Count the lines in the listing below that contain the string "backrest". Give only the number.
--- Start Material provided ---
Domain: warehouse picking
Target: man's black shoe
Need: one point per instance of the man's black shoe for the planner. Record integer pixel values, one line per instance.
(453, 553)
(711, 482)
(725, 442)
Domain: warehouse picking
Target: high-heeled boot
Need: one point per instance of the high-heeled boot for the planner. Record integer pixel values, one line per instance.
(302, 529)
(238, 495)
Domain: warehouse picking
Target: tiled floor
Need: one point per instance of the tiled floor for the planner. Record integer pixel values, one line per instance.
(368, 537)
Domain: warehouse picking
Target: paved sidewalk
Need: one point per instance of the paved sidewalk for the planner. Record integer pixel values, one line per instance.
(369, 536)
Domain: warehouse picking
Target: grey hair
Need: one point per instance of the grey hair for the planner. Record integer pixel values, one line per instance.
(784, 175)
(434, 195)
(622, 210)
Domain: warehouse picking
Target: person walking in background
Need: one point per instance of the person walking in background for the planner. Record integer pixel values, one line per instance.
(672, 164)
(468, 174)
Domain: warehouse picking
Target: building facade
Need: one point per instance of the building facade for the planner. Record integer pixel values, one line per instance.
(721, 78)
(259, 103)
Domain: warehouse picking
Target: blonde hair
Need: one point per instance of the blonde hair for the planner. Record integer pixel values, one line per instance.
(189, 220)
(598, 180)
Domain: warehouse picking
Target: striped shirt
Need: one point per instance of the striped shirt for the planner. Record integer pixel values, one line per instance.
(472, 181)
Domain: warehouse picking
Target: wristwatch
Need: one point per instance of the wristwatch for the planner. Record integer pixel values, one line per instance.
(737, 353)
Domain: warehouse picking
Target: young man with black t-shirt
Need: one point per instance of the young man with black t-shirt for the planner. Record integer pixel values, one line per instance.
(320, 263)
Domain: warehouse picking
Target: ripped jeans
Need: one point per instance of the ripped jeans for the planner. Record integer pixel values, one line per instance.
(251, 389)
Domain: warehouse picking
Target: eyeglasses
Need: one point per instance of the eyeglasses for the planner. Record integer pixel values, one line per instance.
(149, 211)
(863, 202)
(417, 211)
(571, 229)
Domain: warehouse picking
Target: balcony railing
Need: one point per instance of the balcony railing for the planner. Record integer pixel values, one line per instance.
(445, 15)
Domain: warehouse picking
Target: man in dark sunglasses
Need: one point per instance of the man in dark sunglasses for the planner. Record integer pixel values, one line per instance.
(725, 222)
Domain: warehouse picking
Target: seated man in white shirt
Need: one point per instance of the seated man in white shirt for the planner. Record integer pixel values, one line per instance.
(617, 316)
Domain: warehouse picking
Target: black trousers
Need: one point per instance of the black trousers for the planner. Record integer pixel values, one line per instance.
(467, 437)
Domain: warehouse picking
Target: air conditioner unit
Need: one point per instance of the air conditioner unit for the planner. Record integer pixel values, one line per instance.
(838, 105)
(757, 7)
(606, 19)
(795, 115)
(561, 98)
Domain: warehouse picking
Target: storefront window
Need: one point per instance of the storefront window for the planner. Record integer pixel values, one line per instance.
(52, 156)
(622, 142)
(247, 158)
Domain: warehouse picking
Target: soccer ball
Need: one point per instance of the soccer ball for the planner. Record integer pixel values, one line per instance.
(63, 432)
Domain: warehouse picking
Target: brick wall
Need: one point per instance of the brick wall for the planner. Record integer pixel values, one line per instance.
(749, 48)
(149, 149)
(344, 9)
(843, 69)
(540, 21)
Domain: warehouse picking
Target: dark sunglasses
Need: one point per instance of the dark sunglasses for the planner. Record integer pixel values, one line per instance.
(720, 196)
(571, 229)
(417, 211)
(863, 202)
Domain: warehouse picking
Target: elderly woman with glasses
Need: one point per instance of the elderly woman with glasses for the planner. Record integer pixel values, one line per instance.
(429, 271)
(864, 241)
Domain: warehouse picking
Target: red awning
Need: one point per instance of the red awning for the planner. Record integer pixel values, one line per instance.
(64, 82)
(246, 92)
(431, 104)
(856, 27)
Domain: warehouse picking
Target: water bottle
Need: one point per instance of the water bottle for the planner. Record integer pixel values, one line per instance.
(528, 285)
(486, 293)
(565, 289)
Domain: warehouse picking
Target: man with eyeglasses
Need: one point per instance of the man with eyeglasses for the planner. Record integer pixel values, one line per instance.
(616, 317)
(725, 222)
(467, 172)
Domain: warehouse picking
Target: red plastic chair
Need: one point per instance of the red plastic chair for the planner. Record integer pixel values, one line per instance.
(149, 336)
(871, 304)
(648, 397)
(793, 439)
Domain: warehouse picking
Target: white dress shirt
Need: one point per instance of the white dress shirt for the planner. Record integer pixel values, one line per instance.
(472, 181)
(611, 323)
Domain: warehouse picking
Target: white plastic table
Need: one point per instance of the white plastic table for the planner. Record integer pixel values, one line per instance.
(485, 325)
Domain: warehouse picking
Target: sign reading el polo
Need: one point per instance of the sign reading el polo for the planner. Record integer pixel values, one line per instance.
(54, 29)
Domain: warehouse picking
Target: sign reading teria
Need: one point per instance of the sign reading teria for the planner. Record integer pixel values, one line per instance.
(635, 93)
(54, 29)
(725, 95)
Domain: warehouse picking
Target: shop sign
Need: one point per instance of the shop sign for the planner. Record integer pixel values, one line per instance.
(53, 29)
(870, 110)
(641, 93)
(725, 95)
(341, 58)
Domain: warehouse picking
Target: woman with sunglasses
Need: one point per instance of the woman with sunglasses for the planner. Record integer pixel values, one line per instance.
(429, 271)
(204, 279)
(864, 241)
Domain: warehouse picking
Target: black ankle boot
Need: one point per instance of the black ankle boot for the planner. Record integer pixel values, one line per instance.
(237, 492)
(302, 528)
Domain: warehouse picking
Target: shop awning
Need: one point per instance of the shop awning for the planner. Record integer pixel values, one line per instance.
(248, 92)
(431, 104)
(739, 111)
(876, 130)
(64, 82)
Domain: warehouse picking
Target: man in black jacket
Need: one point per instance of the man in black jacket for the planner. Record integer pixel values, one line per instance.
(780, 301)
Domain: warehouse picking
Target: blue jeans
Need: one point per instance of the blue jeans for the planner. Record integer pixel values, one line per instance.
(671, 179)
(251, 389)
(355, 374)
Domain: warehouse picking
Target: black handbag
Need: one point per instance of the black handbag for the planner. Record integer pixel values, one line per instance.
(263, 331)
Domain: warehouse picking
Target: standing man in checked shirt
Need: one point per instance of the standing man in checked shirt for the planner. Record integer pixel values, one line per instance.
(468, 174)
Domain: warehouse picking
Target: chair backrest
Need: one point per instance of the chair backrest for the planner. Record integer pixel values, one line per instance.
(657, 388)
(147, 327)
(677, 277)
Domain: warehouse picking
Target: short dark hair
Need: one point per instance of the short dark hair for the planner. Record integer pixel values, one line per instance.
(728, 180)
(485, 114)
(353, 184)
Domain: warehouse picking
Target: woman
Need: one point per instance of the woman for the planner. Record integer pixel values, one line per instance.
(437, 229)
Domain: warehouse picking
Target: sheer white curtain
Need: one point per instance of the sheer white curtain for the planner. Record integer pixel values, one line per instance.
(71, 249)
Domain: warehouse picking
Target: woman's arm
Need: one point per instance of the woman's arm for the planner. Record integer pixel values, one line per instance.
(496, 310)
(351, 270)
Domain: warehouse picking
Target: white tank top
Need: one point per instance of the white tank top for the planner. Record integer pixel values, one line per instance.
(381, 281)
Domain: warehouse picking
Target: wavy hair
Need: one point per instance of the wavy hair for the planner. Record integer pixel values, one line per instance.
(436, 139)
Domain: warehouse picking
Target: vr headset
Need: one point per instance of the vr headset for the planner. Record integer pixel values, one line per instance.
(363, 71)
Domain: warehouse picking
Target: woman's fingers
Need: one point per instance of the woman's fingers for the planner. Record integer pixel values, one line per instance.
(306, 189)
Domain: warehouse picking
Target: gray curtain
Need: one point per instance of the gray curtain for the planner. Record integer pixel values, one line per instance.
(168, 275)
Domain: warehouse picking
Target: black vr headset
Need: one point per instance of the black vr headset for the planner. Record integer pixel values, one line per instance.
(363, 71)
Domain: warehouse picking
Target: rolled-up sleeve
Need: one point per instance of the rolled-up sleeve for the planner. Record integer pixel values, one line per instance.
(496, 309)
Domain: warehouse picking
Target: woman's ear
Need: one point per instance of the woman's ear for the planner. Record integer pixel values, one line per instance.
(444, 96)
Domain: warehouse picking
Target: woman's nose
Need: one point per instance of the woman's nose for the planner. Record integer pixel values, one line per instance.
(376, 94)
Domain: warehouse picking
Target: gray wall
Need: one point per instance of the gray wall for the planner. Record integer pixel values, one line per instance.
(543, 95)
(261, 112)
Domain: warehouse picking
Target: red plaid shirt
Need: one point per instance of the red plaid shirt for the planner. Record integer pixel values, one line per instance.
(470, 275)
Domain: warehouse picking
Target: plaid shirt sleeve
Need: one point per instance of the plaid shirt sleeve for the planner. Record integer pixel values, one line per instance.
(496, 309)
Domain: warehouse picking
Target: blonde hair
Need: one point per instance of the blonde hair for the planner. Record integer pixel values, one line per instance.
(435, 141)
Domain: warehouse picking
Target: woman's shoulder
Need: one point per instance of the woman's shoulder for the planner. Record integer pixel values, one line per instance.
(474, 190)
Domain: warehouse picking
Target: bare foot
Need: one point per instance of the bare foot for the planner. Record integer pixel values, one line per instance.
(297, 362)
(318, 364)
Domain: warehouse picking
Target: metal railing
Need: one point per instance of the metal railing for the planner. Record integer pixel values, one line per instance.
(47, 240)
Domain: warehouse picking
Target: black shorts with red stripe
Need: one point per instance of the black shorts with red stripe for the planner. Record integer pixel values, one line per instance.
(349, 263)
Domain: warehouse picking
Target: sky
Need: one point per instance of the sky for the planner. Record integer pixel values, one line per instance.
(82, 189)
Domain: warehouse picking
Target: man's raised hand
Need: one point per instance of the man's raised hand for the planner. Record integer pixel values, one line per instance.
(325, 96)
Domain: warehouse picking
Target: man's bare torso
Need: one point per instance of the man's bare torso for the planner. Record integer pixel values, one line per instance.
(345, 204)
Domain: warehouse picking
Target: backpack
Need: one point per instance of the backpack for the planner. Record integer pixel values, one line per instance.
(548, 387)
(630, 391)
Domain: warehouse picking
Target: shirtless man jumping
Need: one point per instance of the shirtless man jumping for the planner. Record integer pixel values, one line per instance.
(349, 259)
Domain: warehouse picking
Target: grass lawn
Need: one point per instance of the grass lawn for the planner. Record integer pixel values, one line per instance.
--- End Material provided ---
_Answer to this exercise_.
2